● **Work request**:
Copy out the entries that follow, exactly as written.

(Phrase grounding data)
• • • • •

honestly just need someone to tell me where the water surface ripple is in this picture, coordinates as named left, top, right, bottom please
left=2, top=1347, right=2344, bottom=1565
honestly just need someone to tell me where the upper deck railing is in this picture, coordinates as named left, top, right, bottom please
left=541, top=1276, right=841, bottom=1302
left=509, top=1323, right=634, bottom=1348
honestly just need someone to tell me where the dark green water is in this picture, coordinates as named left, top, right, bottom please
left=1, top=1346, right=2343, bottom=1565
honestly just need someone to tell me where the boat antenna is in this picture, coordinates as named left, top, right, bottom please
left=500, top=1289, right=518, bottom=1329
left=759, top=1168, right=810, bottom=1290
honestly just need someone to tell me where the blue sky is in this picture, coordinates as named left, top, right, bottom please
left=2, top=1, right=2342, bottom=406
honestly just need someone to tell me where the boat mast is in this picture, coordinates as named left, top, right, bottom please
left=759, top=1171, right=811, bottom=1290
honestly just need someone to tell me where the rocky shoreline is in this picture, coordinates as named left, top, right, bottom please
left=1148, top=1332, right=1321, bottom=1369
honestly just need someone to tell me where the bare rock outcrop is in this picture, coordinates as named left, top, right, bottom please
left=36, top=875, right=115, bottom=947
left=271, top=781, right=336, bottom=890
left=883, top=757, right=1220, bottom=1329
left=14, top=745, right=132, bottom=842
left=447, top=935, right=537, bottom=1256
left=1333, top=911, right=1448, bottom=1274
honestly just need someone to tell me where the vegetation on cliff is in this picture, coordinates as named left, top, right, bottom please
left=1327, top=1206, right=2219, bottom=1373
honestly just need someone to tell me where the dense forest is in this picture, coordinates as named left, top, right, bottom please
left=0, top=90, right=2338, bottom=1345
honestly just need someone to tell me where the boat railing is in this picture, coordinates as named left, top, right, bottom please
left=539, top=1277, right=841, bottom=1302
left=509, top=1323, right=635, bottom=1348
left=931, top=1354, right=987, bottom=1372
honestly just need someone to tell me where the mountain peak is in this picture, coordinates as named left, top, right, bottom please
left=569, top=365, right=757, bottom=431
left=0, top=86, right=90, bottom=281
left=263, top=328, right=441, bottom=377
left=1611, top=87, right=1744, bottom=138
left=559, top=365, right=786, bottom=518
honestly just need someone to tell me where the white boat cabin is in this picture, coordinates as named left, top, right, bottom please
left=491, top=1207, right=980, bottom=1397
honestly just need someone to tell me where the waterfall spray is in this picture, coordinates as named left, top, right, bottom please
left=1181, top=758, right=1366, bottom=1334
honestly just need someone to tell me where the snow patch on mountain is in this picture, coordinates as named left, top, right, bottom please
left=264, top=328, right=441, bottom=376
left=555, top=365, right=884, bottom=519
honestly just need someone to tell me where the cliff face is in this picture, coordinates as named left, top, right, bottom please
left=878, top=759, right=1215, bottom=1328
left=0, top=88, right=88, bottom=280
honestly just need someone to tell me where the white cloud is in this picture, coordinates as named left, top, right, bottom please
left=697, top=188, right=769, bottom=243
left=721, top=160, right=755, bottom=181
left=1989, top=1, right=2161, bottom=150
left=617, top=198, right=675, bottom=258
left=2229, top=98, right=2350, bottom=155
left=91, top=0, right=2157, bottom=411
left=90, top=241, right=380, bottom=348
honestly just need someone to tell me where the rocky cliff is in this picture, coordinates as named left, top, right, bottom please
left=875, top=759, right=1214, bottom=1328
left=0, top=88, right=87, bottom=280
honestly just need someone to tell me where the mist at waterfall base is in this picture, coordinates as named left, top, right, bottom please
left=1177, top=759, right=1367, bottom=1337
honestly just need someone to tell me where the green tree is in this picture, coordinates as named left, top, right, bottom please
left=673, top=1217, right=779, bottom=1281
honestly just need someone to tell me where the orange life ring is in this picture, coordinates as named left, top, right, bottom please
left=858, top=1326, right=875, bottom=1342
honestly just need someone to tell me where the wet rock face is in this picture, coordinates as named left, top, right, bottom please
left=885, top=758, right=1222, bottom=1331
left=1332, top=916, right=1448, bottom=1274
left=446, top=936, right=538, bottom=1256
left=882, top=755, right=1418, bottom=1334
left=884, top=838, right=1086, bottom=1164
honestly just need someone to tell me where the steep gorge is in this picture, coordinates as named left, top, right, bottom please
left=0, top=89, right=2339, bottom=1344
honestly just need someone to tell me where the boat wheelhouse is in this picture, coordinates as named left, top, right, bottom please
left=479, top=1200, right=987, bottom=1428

• • • • •

● **Response to this task**:
honestly just need someone to tell me where the water surface ripple is in this picture, coordinates as named left, top, right, bottom please
left=2, top=1347, right=2344, bottom=1565
honestly just need someone to tell me where the upper deck railing is in this picture, coordinates as named left, top, right, bottom please
left=541, top=1276, right=841, bottom=1302
left=509, top=1323, right=634, bottom=1348
honestly just need someone to tell me where the dark green water is in this picture, coordinates as named left, top, right, bottom please
left=1, top=1346, right=2343, bottom=1565
honestly just need someone to tell me where the boat antenna is in this picture, coordinates as named left, top, right, bottom please
left=500, top=1289, right=518, bottom=1329
left=759, top=1168, right=810, bottom=1290
honestly just need someone to tell me where the blue sky is in this picture, coordinates as named left, top, right, bottom please
left=2, top=1, right=2342, bottom=406
honestly just need someone to tell me where the boat mast is in this picture, coordinates as named left, top, right, bottom please
left=759, top=1171, right=811, bottom=1290
honestly just need someone to tell me where the rocky shoreline is in this picture, coordinates as named left, top, right, bottom please
left=1148, top=1332, right=1321, bottom=1369
honestly just need someone to tell me where the bare rock outcrop is in this picture, coordinates as named left, top, right, bottom please
left=36, top=875, right=115, bottom=947
left=271, top=781, right=336, bottom=890
left=883, top=757, right=1220, bottom=1329
left=14, top=745, right=132, bottom=842
left=447, top=935, right=537, bottom=1256
left=1333, top=911, right=1448, bottom=1274
honestly just need someone to tell me where the vegetation on cliff is in this picture, coordinates as named left, top, right, bottom please
left=1327, top=1206, right=2219, bottom=1373
honestly just need someone to tell me where the dense forest is in this picture, coordinates as named left, top, right, bottom please
left=0, top=90, right=2338, bottom=1345
honestly just need someone to tell me where the boat railing is in this picture, coordinates as named left, top, right, bottom please
left=539, top=1277, right=841, bottom=1302
left=509, top=1323, right=635, bottom=1348
left=931, top=1354, right=987, bottom=1372
honestly just need someone to tell me where the mountain peak is in this picture, coordinates as named left, top, right, bottom please
left=569, top=365, right=757, bottom=431
left=0, top=86, right=90, bottom=281
left=263, top=328, right=441, bottom=377
left=1611, top=87, right=1744, bottom=138
left=559, top=365, right=786, bottom=518
honestly just need someone to tell me where the white boat cabin is in this picture, coordinates as named left, top, right, bottom please
left=491, top=1207, right=980, bottom=1397
honestly just need someone to tell me where the waterfall spray is in this picture, coordinates as named left, top, right, bottom please
left=1181, top=758, right=1366, bottom=1334
honestly just need someone to tell me where the snow patch on mountain is in this picture, coordinates as named left, top, right, bottom please
left=264, top=328, right=441, bottom=376
left=555, top=365, right=884, bottom=519
honestly just need someone to tell me where the cliff face is in this picture, coordinates as named left, top, right, bottom please
left=878, top=759, right=1215, bottom=1328
left=0, top=88, right=88, bottom=280
honestly just need someone to tell me where the white cloud is in this picture, coordinates as named left, top, right, bottom please
left=697, top=188, right=769, bottom=243
left=721, top=160, right=755, bottom=181
left=1989, top=1, right=2161, bottom=150
left=617, top=198, right=675, bottom=258
left=2229, top=98, right=2350, bottom=155
left=91, top=0, right=2157, bottom=411
left=90, top=241, right=380, bottom=348
honestly just need someone to tell me where the rocky cliff is in this picture, coordinates as named left, top, right, bottom please
left=875, top=759, right=1214, bottom=1328
left=0, top=88, right=87, bottom=280
honestly just need someone to tell me where the mist at waterfall base is in this picture, coordinates as named left, top, right, bottom please
left=1177, top=759, right=1367, bottom=1337
honestly just need someone to tell me where the green tree is in this picture, coordinates as named left, top, right, bottom please
left=673, top=1217, right=779, bottom=1281
honestly just need someone to tell me where the orange life ring is in this picture, coordinates as named left, top, right, bottom please
left=858, top=1326, right=875, bottom=1342
honestly just need someone to tell me where the wet rock face is in this picture, coordinates as named left, top, right, bottom please
left=885, top=758, right=1222, bottom=1331
left=1332, top=916, right=1448, bottom=1274
left=446, top=936, right=538, bottom=1256
left=882, top=755, right=1418, bottom=1334
left=884, top=838, right=1086, bottom=1164
honestly just need someone to tell me where the steep gorge is in this picture, coordinates as named left, top, right, bottom please
left=0, top=89, right=2339, bottom=1344
honestly just need someone to tell me where the boat wheelhouse is in this picture, coordinates as named left, top, right, bottom please
left=479, top=1200, right=987, bottom=1428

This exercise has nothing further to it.